**Data to process**:
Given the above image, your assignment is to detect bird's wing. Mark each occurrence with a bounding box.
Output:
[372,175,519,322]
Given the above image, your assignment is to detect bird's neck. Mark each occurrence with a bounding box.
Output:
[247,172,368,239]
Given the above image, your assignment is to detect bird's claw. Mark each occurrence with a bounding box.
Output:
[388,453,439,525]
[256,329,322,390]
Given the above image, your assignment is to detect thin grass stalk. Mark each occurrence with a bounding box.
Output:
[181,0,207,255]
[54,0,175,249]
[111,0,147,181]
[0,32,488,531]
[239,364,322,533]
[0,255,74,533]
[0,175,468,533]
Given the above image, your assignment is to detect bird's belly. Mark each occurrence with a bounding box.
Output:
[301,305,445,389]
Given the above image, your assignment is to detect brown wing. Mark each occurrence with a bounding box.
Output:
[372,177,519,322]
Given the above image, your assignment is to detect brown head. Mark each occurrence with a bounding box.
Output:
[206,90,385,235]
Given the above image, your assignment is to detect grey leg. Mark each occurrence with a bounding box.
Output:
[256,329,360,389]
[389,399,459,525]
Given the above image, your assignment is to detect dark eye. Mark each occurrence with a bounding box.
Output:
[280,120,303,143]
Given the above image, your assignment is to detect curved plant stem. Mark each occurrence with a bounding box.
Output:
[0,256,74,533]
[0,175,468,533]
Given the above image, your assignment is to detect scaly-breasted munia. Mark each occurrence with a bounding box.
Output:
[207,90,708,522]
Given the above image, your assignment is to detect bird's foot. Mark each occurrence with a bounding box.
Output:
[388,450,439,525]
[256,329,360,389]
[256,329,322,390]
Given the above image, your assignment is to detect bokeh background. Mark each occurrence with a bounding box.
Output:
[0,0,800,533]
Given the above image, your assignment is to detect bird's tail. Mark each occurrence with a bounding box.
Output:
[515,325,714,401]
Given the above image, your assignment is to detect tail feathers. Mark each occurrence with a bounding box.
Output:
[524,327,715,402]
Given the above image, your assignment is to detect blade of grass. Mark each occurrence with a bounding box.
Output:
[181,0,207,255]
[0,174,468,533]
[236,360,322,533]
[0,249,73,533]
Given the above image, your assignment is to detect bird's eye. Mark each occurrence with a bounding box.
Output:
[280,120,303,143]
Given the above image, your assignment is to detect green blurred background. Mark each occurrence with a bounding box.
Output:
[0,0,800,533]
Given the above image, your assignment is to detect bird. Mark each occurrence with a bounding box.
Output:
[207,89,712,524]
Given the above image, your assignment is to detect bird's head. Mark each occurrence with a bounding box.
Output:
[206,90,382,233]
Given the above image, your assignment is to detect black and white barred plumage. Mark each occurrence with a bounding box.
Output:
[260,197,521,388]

--

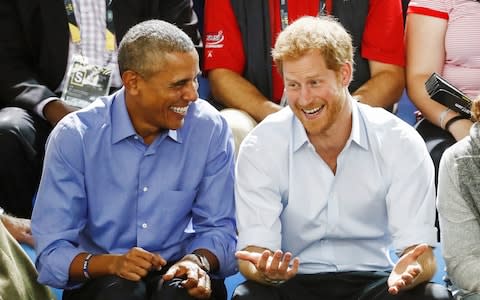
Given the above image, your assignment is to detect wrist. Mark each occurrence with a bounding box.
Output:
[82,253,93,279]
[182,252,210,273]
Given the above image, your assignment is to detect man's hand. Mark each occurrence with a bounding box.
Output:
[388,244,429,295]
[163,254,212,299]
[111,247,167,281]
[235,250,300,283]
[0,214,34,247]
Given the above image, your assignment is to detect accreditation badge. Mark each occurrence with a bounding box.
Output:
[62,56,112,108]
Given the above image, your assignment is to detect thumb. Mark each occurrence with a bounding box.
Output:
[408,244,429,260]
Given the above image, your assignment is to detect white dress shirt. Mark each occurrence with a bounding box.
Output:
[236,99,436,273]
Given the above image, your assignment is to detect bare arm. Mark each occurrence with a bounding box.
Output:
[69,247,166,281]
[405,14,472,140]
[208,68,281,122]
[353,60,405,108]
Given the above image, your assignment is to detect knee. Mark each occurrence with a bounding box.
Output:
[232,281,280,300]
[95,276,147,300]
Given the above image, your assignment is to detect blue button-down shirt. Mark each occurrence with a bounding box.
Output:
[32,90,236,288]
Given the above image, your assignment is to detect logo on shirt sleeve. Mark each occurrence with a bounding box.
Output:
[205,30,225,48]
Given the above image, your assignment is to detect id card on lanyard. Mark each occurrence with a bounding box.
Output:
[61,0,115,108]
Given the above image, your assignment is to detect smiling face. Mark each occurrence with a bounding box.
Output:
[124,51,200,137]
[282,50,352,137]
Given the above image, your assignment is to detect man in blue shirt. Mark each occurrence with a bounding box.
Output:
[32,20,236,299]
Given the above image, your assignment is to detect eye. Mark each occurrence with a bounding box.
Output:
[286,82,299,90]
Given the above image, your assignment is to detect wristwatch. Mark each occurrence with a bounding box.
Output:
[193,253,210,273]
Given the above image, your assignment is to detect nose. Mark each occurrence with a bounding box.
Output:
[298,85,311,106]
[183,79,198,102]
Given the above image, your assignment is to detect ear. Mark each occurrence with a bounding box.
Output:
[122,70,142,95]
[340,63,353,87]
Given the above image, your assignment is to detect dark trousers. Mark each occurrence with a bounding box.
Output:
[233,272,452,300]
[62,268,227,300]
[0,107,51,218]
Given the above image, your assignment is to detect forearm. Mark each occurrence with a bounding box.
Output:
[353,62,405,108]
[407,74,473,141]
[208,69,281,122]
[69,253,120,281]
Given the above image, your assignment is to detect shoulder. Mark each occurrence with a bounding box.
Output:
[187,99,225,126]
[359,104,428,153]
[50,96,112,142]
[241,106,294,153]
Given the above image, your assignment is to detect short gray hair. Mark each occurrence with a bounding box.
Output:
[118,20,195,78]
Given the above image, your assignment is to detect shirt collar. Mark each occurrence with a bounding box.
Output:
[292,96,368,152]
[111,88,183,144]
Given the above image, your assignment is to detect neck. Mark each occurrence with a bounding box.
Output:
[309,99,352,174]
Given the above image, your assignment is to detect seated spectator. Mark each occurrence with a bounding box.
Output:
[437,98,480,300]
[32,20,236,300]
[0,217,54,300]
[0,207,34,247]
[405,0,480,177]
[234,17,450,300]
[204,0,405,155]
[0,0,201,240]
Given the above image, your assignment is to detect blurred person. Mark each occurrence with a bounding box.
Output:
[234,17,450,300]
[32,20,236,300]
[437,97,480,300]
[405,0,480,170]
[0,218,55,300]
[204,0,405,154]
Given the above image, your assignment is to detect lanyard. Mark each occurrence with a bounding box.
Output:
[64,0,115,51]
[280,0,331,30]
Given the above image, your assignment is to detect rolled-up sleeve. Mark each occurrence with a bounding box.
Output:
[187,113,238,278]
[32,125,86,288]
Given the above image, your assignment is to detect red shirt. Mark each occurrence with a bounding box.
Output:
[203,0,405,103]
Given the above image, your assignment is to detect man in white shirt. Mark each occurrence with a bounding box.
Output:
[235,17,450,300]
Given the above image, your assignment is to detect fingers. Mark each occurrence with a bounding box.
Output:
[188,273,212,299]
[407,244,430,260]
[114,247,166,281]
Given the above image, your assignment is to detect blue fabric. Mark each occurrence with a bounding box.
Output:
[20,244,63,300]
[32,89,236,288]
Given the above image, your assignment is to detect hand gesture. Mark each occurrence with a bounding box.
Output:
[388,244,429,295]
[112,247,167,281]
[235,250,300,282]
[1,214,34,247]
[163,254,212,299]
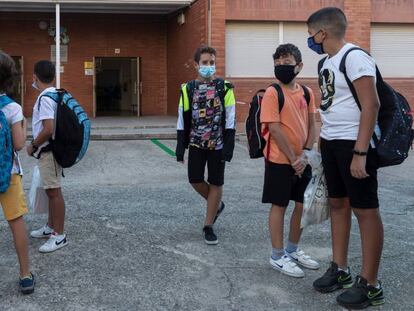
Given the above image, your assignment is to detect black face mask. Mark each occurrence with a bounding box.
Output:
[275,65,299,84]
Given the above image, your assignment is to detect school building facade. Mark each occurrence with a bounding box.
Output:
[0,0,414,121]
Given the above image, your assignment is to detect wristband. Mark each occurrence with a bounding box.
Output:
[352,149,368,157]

**Given exercise**: Count how many lines in the records contain the string "tail", treating uppercase and lowercase as different. Reply with only the number.

**Expected answer**: 2